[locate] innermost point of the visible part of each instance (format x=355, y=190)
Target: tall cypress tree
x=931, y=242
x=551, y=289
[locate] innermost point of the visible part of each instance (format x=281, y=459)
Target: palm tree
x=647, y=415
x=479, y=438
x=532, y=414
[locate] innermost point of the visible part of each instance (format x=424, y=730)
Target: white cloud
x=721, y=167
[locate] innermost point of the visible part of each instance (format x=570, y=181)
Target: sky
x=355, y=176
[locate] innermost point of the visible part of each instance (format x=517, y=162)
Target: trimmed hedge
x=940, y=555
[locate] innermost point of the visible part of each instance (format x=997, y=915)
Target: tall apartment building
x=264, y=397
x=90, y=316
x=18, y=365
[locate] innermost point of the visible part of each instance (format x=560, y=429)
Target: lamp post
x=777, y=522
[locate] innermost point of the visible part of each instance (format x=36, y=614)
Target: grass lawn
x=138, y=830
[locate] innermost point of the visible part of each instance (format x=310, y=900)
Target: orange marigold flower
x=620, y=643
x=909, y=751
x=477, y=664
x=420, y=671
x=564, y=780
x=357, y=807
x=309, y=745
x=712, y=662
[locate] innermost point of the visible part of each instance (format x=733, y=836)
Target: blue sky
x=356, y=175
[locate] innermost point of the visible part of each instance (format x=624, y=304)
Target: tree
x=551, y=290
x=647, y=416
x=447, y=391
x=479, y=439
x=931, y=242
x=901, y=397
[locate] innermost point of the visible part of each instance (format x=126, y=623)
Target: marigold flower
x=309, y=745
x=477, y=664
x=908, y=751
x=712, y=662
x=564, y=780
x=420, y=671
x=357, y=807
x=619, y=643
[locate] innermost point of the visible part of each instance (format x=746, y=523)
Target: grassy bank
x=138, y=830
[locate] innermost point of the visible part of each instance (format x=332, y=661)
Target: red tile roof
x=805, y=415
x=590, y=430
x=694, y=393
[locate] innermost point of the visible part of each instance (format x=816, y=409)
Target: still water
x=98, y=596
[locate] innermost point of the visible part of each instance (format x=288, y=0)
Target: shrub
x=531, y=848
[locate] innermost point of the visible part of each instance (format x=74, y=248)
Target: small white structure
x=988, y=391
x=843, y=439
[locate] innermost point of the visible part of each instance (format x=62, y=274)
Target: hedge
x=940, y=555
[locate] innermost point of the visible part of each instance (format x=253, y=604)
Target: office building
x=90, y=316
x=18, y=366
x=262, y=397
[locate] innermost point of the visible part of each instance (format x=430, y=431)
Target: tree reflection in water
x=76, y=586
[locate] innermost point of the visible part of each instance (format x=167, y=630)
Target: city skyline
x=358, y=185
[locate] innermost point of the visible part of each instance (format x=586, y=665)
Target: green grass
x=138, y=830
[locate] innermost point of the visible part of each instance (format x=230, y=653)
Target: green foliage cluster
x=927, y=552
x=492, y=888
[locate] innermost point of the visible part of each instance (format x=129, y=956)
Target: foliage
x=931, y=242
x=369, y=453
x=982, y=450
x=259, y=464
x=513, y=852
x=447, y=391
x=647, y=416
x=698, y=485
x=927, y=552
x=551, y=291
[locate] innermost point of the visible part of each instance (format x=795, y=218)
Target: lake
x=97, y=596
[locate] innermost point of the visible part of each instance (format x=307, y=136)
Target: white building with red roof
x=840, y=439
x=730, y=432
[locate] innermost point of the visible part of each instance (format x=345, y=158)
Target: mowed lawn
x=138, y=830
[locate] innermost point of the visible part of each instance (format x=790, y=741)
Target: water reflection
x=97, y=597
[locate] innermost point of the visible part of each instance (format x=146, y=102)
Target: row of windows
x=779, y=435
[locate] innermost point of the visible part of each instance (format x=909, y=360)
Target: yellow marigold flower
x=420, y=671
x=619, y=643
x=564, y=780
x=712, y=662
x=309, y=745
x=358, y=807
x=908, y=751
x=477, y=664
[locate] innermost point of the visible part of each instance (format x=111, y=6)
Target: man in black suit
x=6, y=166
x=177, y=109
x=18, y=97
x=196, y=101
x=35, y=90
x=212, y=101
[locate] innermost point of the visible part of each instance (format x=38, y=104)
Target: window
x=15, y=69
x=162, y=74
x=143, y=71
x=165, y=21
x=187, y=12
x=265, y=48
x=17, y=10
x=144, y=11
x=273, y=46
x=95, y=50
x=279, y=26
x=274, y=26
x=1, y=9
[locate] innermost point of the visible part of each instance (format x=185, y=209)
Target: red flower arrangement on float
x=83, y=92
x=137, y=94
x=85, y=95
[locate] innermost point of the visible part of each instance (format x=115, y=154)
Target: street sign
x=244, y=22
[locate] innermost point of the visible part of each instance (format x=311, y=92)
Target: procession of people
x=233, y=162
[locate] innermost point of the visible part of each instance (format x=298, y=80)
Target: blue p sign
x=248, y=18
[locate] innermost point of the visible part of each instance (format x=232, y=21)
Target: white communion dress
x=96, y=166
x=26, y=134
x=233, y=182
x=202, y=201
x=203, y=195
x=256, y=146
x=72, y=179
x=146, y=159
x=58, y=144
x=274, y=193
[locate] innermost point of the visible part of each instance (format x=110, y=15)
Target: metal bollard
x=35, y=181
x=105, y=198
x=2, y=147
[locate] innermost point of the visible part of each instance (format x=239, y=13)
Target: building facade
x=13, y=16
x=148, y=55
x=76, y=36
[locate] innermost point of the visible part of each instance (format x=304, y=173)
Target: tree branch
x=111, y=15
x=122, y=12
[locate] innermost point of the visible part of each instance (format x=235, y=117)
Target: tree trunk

目的: 上の行をすべて、一字も変えずに書き写してください。

最終結果:
[locate] innermost point of the visible part of each instance (format x=355, y=190)
Target: tall cypress tree
x=931, y=242
x=551, y=289
[locate] innermost point of the visible part of each instance (format x=281, y=459)
Target: palm tree
x=647, y=415
x=479, y=438
x=532, y=414
[locate] innermost point of the visible part of each instance (format x=424, y=730)
Target: white cloud
x=721, y=167
[locate] innermost point of the visible part of each instance (format x=570, y=181)
Target: sky
x=355, y=176
[locate] innermost point of the visible part of each instance (format x=517, y=162)
Target: trimmed hedge
x=940, y=555
[locate] innermost point of the visible part of each instance (format x=997, y=915)
Target: tall apartment building
x=264, y=397
x=90, y=316
x=18, y=365
[locate] innermost point of the visible part of each instance (format x=560, y=429)
Target: lamp post
x=777, y=522
[locate] innermost point of the visible part of each instance (format x=36, y=614)
Target: grass lawn
x=138, y=830
[locate] innermost point of the visible part of each instance (format x=310, y=900)
Target: orange marigold flower
x=620, y=643
x=909, y=751
x=477, y=664
x=420, y=671
x=564, y=780
x=357, y=807
x=309, y=745
x=712, y=662
[locate] innermost point of the visible part of each instance (format x=733, y=836)
Target: blue sky
x=356, y=175
[locate] innermost point of the visible part of each instance (format x=624, y=304)
Target: tree
x=551, y=290
x=647, y=416
x=447, y=391
x=479, y=439
x=931, y=242
x=901, y=397
[locate] innermost point of the visible part of each instance (format x=126, y=623)
Target: marigold flower
x=309, y=745
x=477, y=664
x=908, y=751
x=712, y=662
x=564, y=780
x=420, y=671
x=357, y=807
x=619, y=643
[locate] innermost point of the visible part of each instance (format x=746, y=523)
Target: grassy bank
x=138, y=830
[locate] innermost point of the visible part of each instance (format x=332, y=661)
Target: red tile roof
x=805, y=415
x=590, y=430
x=694, y=393
[locate] innermost point of the visible part of each instance (format x=816, y=409)
Target: still water
x=98, y=596
[locate] innermost point of the visible part of each instance (format x=288, y=0)
Target: shrub
x=531, y=848
[locate] innermost point of the visible part of each instance (format x=74, y=248)
Target: small white structure
x=988, y=391
x=843, y=439
[locate] innermost point of the visible part of each instance (format x=62, y=274)
Target: hedge
x=940, y=555
[locate] innermost point of the visible part of each instance (format x=253, y=604)
Target: office building
x=90, y=316
x=18, y=366
x=262, y=397
[locate] innermost point of the visible part of each instance (format x=430, y=431)
Target: tree reflection in water
x=76, y=586
[locate] innermost point of the visible part of each instance (format x=167, y=630)
Target: city skyline
x=358, y=185
[locate] innermost point of the visible part of each instance (format x=586, y=665)
Target: green grass
x=138, y=830
[locate] innermost point of the visible part of each instance (format x=230, y=653)
Target: green foliage cluster
x=927, y=552
x=492, y=888
[locate] innermost point of the visible part of each instance (format x=129, y=956)
Target: foliage
x=931, y=242
x=369, y=453
x=982, y=450
x=259, y=464
x=513, y=852
x=447, y=391
x=647, y=416
x=698, y=485
x=927, y=552
x=551, y=291
[locate] innermost point of the visible part of each instance (format x=795, y=218)
Target: lake
x=97, y=596
[locate] innermost point of the visible part of each instance (format x=307, y=136)
Target: white building with red roof
x=840, y=439
x=730, y=432
[locate] innermost point of the visible part of each instance (format x=345, y=158)
Target: mowed lawn
x=138, y=830
[locate] innermost point of the visible part of each instance (format x=790, y=741)
Target: water reflection
x=97, y=597
[locate] innermost point of the visible part of each instance (format x=146, y=102)
Target: row of windows
x=779, y=435
[locate] innermost point of the visible part of each instance (format x=909, y=360)
Target: yellow marigold flower
x=420, y=671
x=619, y=643
x=564, y=780
x=712, y=662
x=309, y=745
x=358, y=807
x=908, y=751
x=477, y=664
[locate] innermost point of the visible part of each instance (format x=111, y=6)
Target: man in black suit
x=6, y=166
x=177, y=109
x=18, y=97
x=196, y=101
x=35, y=90
x=212, y=101
[locate] innermost point of the visible part of each instance (format x=38, y=104)
Target: window
x=15, y=69
x=162, y=74
x=143, y=71
x=165, y=21
x=187, y=12
x=265, y=48
x=17, y=10
x=144, y=11
x=273, y=46
x=95, y=50
x=279, y=26
x=274, y=26
x=1, y=9
[locate] innermost point of the visible part of each instance (format x=185, y=209)
Target: red flower arrangement on float
x=83, y=92
x=137, y=94
x=85, y=95
[locate] innermost point of the visible part of each instance (format x=115, y=154)
Target: street sign
x=244, y=22
[locate] innermost point of the visible part of each instance (format x=311, y=92)
Target: procession of people
x=233, y=162
[locate] innermost point of the visible part of each instance (format x=298, y=80)
Target: blue p sign
x=248, y=18
[locate] innermost point of the visible part of each instance (format x=232, y=21)
Target: white communion dress
x=96, y=166
x=26, y=134
x=233, y=182
x=202, y=201
x=203, y=195
x=256, y=146
x=72, y=179
x=146, y=159
x=58, y=144
x=274, y=193
[locate] innermost point of the visible part of each instance (format x=110, y=15)
Target: metal bollard
x=35, y=181
x=105, y=198
x=2, y=147
[locate] innermost point of the visible part of each instance (format x=239, y=13)
Target: building facade
x=13, y=16
x=148, y=55
x=76, y=36
[locate] innermost point of the visible part of each instance (format x=304, y=173)
Target: tree branch
x=111, y=15
x=122, y=12
[locate] innermost point of the visible part of each instance (format x=235, y=117)
Target: tree trunk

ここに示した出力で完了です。